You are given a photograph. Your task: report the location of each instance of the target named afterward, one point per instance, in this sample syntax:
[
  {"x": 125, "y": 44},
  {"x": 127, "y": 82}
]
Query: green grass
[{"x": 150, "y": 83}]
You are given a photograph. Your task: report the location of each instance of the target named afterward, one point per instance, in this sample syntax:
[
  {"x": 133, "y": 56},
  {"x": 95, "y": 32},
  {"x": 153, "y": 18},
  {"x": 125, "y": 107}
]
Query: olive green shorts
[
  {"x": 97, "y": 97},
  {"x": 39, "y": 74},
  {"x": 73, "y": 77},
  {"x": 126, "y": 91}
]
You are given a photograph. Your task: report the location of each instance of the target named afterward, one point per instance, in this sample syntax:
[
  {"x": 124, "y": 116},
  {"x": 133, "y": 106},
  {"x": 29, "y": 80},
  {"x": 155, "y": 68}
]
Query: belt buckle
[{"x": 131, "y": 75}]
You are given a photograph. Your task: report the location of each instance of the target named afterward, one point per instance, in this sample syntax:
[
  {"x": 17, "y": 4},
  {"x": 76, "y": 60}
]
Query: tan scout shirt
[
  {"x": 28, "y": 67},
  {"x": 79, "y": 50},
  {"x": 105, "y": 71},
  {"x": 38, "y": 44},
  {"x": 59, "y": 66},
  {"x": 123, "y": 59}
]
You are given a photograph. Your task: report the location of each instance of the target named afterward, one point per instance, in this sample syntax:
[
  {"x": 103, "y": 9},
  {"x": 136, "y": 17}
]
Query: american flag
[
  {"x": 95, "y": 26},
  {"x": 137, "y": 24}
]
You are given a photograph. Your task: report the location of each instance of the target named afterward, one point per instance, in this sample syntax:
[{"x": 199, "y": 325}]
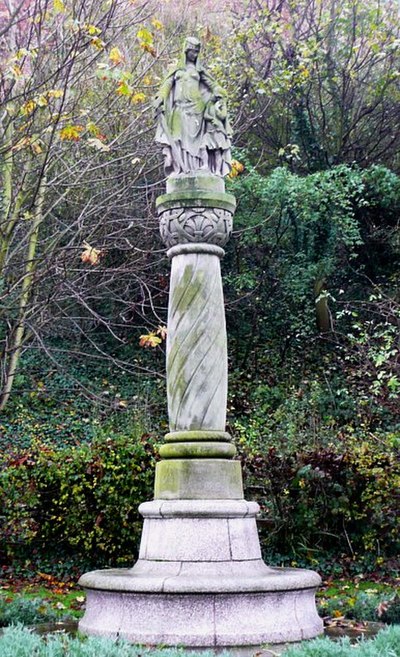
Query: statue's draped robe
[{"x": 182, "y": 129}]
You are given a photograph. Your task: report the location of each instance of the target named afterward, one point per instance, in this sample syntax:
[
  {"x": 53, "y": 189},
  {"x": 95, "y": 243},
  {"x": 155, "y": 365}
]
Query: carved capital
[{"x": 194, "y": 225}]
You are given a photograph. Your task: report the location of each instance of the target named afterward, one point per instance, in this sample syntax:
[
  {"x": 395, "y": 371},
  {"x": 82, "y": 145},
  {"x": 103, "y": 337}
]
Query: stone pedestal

__What you should do__.
Without the pictures, retype the whole of the material above exactly.

__Response to the exercise__.
You are given a photograph. Your task: report the location of each instance of the target named afterward, one point per instance, in this sample syntax:
[
  {"x": 125, "y": 44},
  {"x": 127, "y": 82}
]
Query: green grass
[{"x": 150, "y": 83}]
You are given a photograph. Your task: report the location of each instance of the target named afterward, one point per instance, in this sample syntax:
[
  {"x": 133, "y": 56},
  {"x": 95, "y": 32},
  {"x": 153, "y": 18},
  {"x": 125, "y": 107}
]
Query: olive green shorts
[
  {"x": 97, "y": 97},
  {"x": 39, "y": 74},
  {"x": 73, "y": 77},
  {"x": 126, "y": 91}
]
You are given a photograph. Your task: report the location of each instance of the target named afterward, one point per instance, in this sample syntax:
[
  {"x": 124, "y": 116},
  {"x": 133, "y": 106},
  {"x": 29, "y": 80},
  {"x": 155, "y": 68}
]
Query: belt buckle
[{"x": 131, "y": 75}]
You are given a photograph. Your task: report the location of each instance of the target named afterward, one point per instance, in this sample syntax:
[
  {"x": 17, "y": 4},
  {"x": 76, "y": 60}
]
Query: tan scout shirt
[
  {"x": 28, "y": 67},
  {"x": 79, "y": 50},
  {"x": 105, "y": 71},
  {"x": 38, "y": 44},
  {"x": 59, "y": 66},
  {"x": 123, "y": 59}
]
You are given a photograph. Your task: report the location of each instance of the target named afterward, one point per instance, in this sample syntax:
[
  {"x": 103, "y": 9},
  {"x": 136, "y": 17}
]
Query: american flag
[
  {"x": 95, "y": 26},
  {"x": 137, "y": 24}
]
You are given a photograph. Your task: report the location of each instance of the target named afterward, one point per instance, in this sample syntax:
[{"x": 199, "y": 325}]
Query: statue's draped robe
[{"x": 182, "y": 129}]
You are given a photograph. Your task: report the location of each instance of the target named afterward, one point per instance, in this sample syntax:
[
  {"x": 53, "y": 189},
  {"x": 95, "y": 243},
  {"x": 155, "y": 365}
]
Query: carved capital
[{"x": 194, "y": 225}]
You are given a photograph. Your task: report the location of each instance of the target named afterward, one point per instance, in this sample syntax:
[
  {"x": 395, "y": 371},
  {"x": 82, "y": 145},
  {"x": 103, "y": 337}
]
Query: stone pedestal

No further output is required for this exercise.